* [SHORT TASK]:
Give the entries back exactly, dropping each image.

* [DATASET RECORDS]:
○ ○ ○
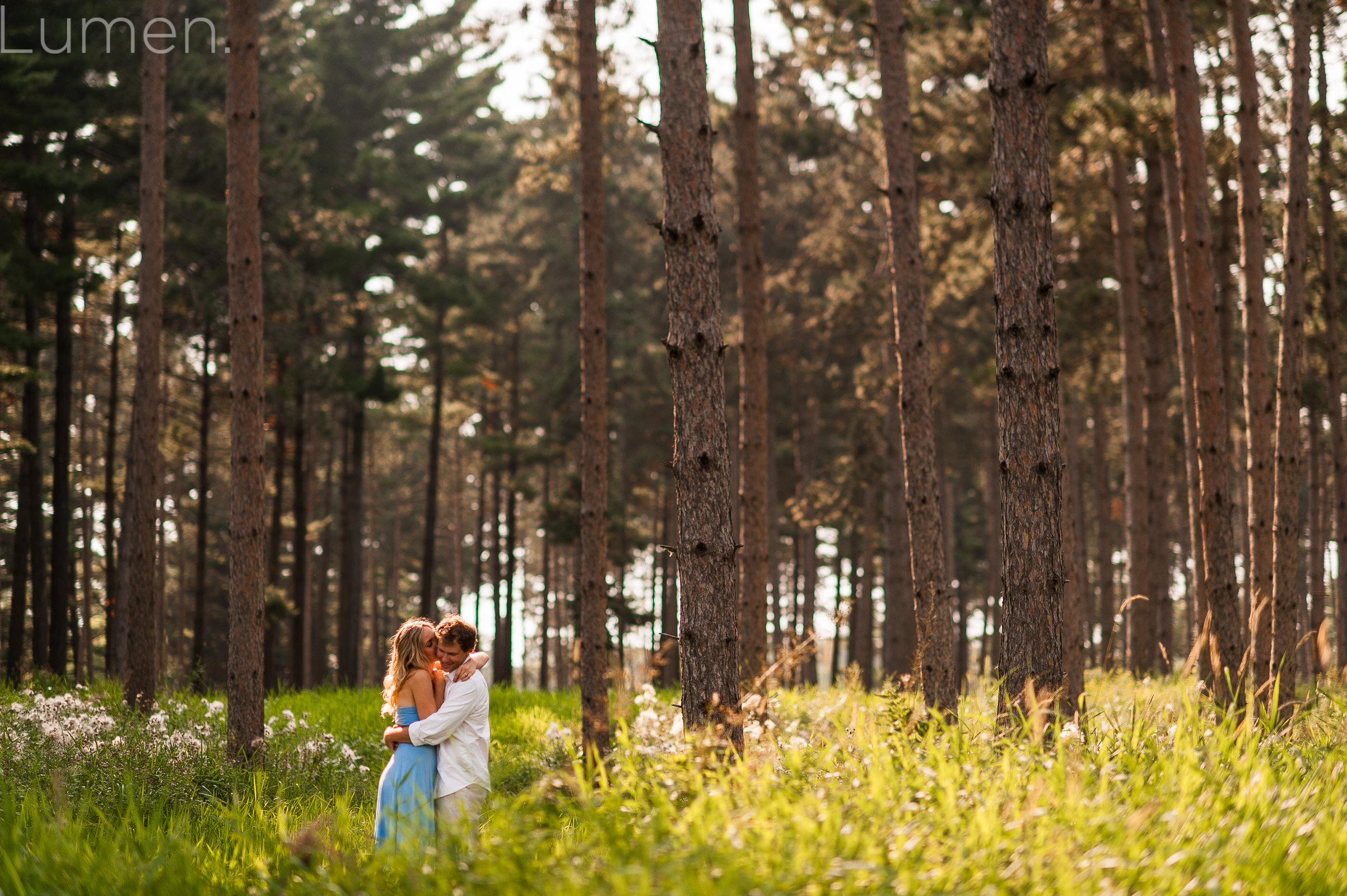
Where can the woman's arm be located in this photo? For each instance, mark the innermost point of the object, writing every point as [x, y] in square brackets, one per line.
[474, 662]
[423, 693]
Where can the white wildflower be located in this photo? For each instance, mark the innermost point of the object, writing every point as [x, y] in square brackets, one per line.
[647, 725]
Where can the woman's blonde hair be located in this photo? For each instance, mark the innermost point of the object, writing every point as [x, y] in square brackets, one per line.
[406, 652]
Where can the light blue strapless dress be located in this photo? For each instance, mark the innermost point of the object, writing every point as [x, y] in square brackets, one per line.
[406, 810]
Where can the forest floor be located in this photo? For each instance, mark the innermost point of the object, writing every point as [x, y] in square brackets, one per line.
[845, 792]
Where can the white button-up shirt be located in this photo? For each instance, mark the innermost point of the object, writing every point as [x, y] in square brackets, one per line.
[461, 729]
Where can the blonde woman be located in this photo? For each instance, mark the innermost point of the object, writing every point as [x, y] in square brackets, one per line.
[413, 690]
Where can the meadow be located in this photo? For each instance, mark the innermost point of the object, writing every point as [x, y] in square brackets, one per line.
[840, 792]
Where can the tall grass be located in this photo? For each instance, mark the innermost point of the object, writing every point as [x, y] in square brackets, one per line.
[845, 794]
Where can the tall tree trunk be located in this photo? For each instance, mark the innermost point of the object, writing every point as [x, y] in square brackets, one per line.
[1027, 354]
[352, 515]
[1287, 584]
[62, 563]
[506, 658]
[115, 616]
[1259, 399]
[427, 572]
[1103, 526]
[900, 619]
[301, 645]
[84, 648]
[543, 652]
[992, 515]
[273, 620]
[806, 460]
[593, 552]
[863, 609]
[1141, 647]
[29, 522]
[669, 593]
[935, 626]
[318, 636]
[247, 387]
[1162, 90]
[198, 618]
[1318, 519]
[1218, 543]
[1158, 405]
[143, 459]
[1074, 589]
[753, 390]
[1332, 379]
[709, 638]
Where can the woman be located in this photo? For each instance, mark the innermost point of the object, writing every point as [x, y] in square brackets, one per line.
[413, 690]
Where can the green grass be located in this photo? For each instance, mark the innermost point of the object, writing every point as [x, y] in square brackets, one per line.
[1159, 797]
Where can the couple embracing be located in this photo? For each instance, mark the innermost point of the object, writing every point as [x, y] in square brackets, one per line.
[441, 705]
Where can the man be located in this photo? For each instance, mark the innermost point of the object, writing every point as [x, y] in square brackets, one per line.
[460, 729]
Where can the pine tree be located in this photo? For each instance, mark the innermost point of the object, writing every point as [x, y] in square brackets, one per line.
[1158, 50]
[1259, 400]
[247, 389]
[593, 550]
[145, 463]
[1213, 430]
[753, 390]
[1141, 647]
[931, 585]
[1287, 589]
[706, 563]
[1028, 371]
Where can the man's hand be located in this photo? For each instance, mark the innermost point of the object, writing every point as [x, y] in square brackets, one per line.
[395, 735]
[469, 666]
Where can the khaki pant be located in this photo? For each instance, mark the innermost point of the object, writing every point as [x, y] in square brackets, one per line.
[454, 809]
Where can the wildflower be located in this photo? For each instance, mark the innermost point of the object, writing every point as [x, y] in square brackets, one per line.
[647, 725]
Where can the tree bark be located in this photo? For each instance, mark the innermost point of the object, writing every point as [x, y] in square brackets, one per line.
[1287, 585]
[1332, 379]
[669, 595]
[143, 460]
[1218, 543]
[753, 389]
[1073, 592]
[1162, 90]
[115, 616]
[593, 552]
[1103, 527]
[62, 563]
[1316, 546]
[935, 623]
[198, 618]
[84, 647]
[900, 618]
[301, 646]
[863, 603]
[709, 638]
[352, 514]
[427, 572]
[1259, 402]
[247, 387]
[318, 635]
[29, 520]
[1158, 405]
[992, 514]
[1141, 647]
[1028, 417]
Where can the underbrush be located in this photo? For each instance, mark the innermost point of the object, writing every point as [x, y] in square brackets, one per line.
[840, 792]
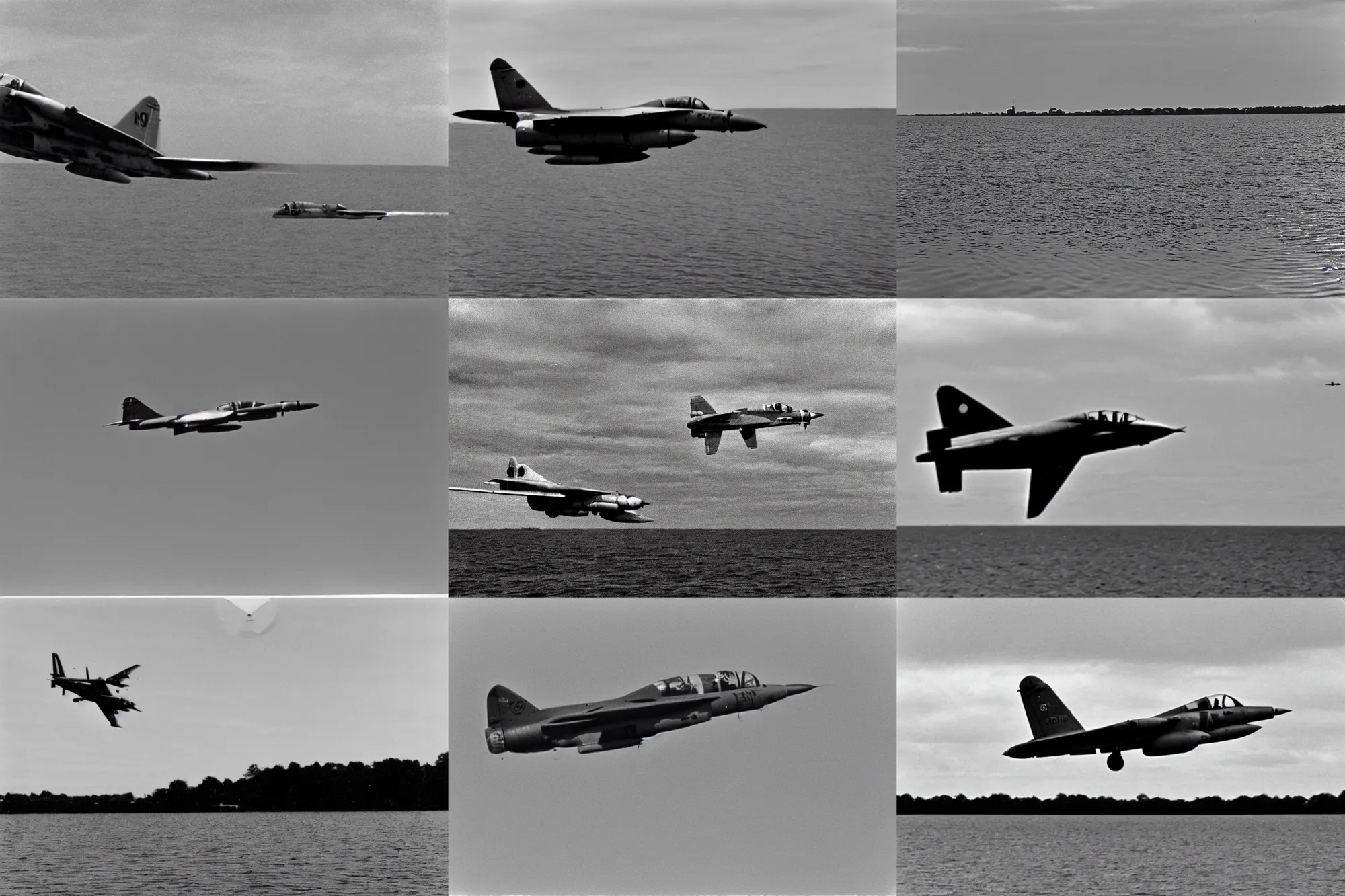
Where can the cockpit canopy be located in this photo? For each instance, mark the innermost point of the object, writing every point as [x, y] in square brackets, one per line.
○ ○ ○
* [RESULT FOR THIS EXERCISE]:
Where can the woman's arm be located in this photo? For each instance, mark the innermost point of the object, writing every point as [x, y] in square brackets, one per line.
[474, 662]
[423, 693]
Where can the white wildflower be located in this photo? For each instance, mark the innermost point of the object, writing every point as [x, y] in square brackets, one per line.
[647, 725]
Where can the woman's blonde hair be located in this photo? For each instance, mark the innermost point of the object, writing every point as [x, y] in square brackets, one per line.
[406, 652]
Where can the light blue strapless dress be located in this photo? For each instance, mark the innermost point of the object, writing every point as [x, y] in square brackets, one per line.
[406, 810]
Where can the forest floor be located in this photo? For each instance, mark the innermost point of the object, writing every point as [x, y] in square brackets, one per line.
[845, 792]
Where can the white button-up shirt be located in this photo? For each instance, mark the innermost point of the object, writing every point as [x, y] in square brackets, one per line.
[461, 729]
Where can the blonde woman be located in this photo? For each instance, mark the innermost point of the object, writing every point as [x, y] in square brackets, one per line.
[413, 690]
Where can the meadow be located in this photo? For each instance, mark the innermost point of the object, writing every point as [x, y] in square brackets, one per line.
[840, 792]
Where can the tall grass be located in this photo? For each instance, mark the innermost point of the object, writing every point as [x, y] in square brackets, one per line.
[845, 794]
Where can the tall tree trunk be located in this photo? For each instance, mark the innermost point of the object, writing every point as [x, y] in square brackets, one per line.
[1027, 354]
[352, 515]
[1287, 584]
[62, 563]
[506, 658]
[115, 616]
[1259, 399]
[427, 572]
[1103, 526]
[900, 619]
[301, 645]
[84, 648]
[543, 652]
[992, 515]
[273, 620]
[806, 460]
[593, 552]
[863, 609]
[1141, 647]
[29, 522]
[669, 593]
[935, 626]
[318, 636]
[247, 387]
[1162, 90]
[198, 618]
[1318, 519]
[1218, 543]
[1158, 405]
[143, 459]
[1074, 589]
[753, 390]
[1332, 379]
[709, 638]
Where can the woman be located in this photo? For each instance, mark the innermost point of the object, writing every point as [x, y] in square brackets, one per line.
[413, 690]
Where can the green grass be located in this photo? For each instance, mark the innermost point of the object, writing every point as [x, y] in square brackets, one per line.
[1159, 797]
Where can the couple embracing be located in this photo? For each instance, mark the innermost point of the object, writing every point as [x, y] in square brackets, one per line.
[441, 705]
Where can the man be located in this photo? For each instance, mark the innermost point of the object, writing every point as [x, y] in square brackets, one per line.
[460, 729]
Where can the pine tree be located in this photo? For each instance, mark the innermost point of the object, writing every point as [x, y] in square brackets, one per line.
[1158, 50]
[1259, 400]
[247, 389]
[593, 550]
[145, 463]
[1213, 430]
[753, 390]
[1141, 647]
[931, 585]
[1287, 589]
[706, 563]
[1028, 371]
Where can the man's hand be located in this photo? For each instance, mark the innermost point of the object, writing every point as [x, y] in square brackets, one per line.
[395, 735]
[469, 666]
Where can the khaki pant be located in this photo? For each instance, mark the innermost point of the object, writing every point as [x, y] in square brackets, one per line.
[454, 809]
Where can the wildflower be located in this photo? For each instance, mark the innermost point of the object, writing every point as [x, y] in square brackets, one per line.
[647, 725]
Where can the tree bark be located in this photo? For each instance, mark the innermost point of the object, writing every point as [x, y] in square brackets, one per line.
[1287, 585]
[1332, 379]
[669, 595]
[143, 460]
[1218, 543]
[753, 389]
[1073, 592]
[1162, 90]
[115, 616]
[593, 552]
[1103, 527]
[62, 563]
[1316, 546]
[935, 623]
[198, 618]
[84, 647]
[900, 618]
[301, 646]
[863, 603]
[709, 638]
[352, 514]
[427, 572]
[1259, 402]
[247, 387]
[318, 635]
[29, 520]
[1158, 405]
[992, 514]
[1141, 647]
[1028, 417]
Where can the underbrush be located in this photo? For each instance, mark the innermost point of the object, writing every point as [x, y] in square brackets, one per line.
[840, 792]
Where can the cockpit canopy be located in this photo? For each instance, mark the innermost point of the object, writing every point as [x, y] in square brackets, one per line.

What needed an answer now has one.